December 04, 2023

Is there life beyond cancer?

 

The process of finding life beyond cancer has been a slow.  Young adult cancer enveloped my identity for years.  I’ve had an unusually complex case of thyroid cancer, one that has lingered and left me in limbo land.  I’ve had no medical threshold to cross that clearly indicated I was in remission, or that I was physically beyond cancer.  But even if I did, I’m certain I’d still have been confused about how to live beyond my cancer identity.

What I needed most was not a category in which to place myself; It wasn’t about ‘patient’ vs ‘survivor’.  What I needed was time.  Lots of time.  A few years time.

I started by taking baby steps away from the cancer community.  I forced myself to volunteer for causes having nothing to do with health care.  I made sure I was reading and writing about issues outside of the medical world.   I put an emphasis on talking to my friends about subjects other than my health, and tried to become more engaged in their world since for so many years the topic of phone conversations was my own cancer diatribe.

These actions were helpful in peeling away my cancer identity from my everyday life.  But they certainly were not enough.  It was not strategic actions or a new mind set about a post-cancer self-image that got me to my life beyond cancer.  It was something much more subtle.

[ENTRIES PROVIDED]
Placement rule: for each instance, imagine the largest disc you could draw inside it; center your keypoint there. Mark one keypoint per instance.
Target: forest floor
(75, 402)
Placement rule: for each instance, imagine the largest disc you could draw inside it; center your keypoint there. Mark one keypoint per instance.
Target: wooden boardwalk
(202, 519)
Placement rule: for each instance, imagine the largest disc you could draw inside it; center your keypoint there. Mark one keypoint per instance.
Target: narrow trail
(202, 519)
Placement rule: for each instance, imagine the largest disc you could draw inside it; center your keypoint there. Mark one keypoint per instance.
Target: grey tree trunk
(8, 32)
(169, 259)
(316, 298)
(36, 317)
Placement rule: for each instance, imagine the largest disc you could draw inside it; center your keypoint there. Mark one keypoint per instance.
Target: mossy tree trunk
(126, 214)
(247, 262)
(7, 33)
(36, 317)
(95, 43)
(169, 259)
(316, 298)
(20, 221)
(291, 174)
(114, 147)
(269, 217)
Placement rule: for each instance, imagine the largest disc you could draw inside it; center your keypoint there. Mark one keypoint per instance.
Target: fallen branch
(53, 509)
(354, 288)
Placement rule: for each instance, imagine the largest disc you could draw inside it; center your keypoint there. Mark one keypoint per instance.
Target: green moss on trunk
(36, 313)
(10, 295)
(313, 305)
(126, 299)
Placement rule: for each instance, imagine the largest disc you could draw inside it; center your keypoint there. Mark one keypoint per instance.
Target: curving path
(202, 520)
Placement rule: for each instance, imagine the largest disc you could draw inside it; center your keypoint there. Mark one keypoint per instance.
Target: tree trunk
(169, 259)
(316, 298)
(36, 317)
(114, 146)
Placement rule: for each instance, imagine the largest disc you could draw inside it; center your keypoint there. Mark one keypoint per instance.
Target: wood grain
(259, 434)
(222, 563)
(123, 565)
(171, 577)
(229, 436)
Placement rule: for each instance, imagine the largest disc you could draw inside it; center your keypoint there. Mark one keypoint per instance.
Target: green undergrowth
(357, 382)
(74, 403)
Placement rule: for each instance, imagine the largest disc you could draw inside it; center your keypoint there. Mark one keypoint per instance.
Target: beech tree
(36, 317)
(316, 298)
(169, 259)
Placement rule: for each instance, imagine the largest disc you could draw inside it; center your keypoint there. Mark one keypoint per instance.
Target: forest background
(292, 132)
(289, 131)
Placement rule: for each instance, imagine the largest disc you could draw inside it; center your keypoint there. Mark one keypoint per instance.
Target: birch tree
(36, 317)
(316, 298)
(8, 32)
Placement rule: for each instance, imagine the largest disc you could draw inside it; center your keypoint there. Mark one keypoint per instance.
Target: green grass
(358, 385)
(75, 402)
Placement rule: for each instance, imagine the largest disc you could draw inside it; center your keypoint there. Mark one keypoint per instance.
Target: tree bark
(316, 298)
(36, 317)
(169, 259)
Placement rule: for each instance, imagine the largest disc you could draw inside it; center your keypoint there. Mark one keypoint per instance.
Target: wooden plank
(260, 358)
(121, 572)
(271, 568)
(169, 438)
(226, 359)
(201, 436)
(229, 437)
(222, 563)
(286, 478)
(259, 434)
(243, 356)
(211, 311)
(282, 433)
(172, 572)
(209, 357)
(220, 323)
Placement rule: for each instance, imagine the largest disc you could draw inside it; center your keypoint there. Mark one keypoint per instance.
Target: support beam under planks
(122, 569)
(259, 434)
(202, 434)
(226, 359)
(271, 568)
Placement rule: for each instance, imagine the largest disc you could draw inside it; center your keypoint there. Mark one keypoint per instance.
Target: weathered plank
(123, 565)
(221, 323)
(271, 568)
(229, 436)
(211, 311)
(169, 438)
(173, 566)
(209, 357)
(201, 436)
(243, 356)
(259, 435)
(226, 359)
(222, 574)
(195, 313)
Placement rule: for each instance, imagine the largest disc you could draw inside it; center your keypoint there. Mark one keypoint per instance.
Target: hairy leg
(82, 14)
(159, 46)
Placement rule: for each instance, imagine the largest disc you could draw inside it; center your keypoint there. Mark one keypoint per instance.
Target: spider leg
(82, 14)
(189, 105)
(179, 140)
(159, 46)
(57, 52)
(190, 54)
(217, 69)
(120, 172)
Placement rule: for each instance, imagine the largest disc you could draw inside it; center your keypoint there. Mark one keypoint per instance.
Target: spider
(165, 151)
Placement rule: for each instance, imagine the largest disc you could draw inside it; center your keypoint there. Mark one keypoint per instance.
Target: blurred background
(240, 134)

[HOW TO COMPLETE THIS TASK] Reproduce the passage of the text about life beyond cancer that opens with the words containing "The process of" and closes with "my cancer identity.". Rely only on the text about life beyond cancer.

[ANSWER TO THE EXERCISE]
The process of finding life beyond cancer has been a slow.  Young adult cancer enveloped my identity for years.  I’ve had an unusually complex case of thyroid cancer, one that has lingered and left me in limbo land.  I’ve had no medical threshold to cross that clearly indicated I was in remission, or that I was physically beyond cancer.  But even if I did, I’m certain I’d still have been confused about how to live beyond my cancer identity.